In the records below, present each line from the one containing "Instruction for labeler: the class to annotate is blue" through the one containing "677, 351, 730, 411" as a numbered list, skipping any blank lines.
## begin INFORMATION PROVIDED
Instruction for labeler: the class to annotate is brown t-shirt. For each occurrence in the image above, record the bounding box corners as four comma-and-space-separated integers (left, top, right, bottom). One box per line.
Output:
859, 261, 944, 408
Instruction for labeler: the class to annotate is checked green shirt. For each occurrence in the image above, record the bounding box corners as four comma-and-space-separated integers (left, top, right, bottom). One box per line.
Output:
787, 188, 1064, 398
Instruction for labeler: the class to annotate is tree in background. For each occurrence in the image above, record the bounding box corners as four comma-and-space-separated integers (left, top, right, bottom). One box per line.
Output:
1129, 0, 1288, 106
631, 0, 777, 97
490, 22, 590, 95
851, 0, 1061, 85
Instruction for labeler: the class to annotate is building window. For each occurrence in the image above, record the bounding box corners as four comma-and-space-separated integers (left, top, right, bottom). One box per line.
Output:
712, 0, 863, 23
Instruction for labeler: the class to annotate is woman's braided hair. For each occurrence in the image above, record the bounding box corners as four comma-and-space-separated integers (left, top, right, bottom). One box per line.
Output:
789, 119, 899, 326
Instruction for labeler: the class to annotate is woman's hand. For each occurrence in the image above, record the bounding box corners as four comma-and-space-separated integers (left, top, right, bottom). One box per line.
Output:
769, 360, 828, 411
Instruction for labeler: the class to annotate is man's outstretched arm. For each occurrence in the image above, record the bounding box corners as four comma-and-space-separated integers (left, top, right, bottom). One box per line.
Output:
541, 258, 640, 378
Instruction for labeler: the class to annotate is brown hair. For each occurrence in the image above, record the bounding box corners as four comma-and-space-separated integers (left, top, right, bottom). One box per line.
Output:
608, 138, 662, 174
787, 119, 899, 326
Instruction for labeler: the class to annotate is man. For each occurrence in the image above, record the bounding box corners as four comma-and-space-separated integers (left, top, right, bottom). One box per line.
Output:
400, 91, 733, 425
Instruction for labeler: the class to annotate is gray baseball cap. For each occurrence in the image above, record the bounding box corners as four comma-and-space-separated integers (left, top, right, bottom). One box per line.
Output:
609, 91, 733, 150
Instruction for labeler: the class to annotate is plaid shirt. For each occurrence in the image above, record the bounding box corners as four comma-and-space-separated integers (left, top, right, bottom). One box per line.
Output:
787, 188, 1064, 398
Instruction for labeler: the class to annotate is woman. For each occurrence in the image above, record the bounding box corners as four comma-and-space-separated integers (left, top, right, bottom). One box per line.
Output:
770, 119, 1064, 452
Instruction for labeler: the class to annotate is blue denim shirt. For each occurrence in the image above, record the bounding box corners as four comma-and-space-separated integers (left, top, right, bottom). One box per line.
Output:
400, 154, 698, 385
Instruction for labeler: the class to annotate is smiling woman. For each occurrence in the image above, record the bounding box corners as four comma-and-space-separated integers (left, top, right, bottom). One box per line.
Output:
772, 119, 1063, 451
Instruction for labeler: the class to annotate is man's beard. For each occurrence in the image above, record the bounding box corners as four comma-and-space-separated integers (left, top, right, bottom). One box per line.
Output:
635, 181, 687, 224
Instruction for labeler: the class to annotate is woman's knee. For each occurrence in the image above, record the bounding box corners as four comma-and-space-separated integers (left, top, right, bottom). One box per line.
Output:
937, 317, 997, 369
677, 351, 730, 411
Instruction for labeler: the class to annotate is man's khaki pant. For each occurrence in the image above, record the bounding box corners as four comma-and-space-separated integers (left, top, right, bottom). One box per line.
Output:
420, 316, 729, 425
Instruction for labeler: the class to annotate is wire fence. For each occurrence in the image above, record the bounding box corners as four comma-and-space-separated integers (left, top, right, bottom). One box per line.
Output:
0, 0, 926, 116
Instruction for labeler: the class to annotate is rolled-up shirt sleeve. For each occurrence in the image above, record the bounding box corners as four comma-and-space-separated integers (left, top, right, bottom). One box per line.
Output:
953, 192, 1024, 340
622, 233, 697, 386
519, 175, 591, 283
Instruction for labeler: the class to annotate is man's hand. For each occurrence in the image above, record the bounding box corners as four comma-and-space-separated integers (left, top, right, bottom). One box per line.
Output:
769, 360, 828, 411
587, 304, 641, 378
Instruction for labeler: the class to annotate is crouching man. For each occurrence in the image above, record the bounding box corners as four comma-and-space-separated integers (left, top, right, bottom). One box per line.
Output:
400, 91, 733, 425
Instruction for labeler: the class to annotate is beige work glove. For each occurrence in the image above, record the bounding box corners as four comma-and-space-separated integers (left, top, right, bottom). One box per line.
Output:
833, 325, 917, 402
## end INFORMATION PROVIDED
= THE RESPONSE =
1. Instruction for labeler: the class to annotate is blue denim shirt. For each occurrence in the image above, record the bounding box corners as four comma-and-space-separated integers (left, top, right, bottom). One box per line.
2. Output:
3. 400, 154, 698, 385
4. Instruction for labeler: the class to annotate is smiling woman. For each occurrence in the image above, record the bounding box corners as four comma-and-space-separated integers (left, top, right, bottom). One box per line.
5. Output:
6. 772, 119, 1063, 451
7. Instruction for labeler: the class to annotate is man's beard. For each occurrence in the image above, record the bounding box corners as four comma-and-space-separated integers (left, top, right, bottom). One box per line.
8. Output:
9. 635, 181, 687, 224
10. Instruction for labeler: the class to annotate is woman's knee. For each occurrence in the image above, record the bounding box corners as four comma-and-space-separated integers (left, top, right, bottom). One box per line.
11. Output:
12. 937, 317, 997, 369
13. 677, 351, 730, 411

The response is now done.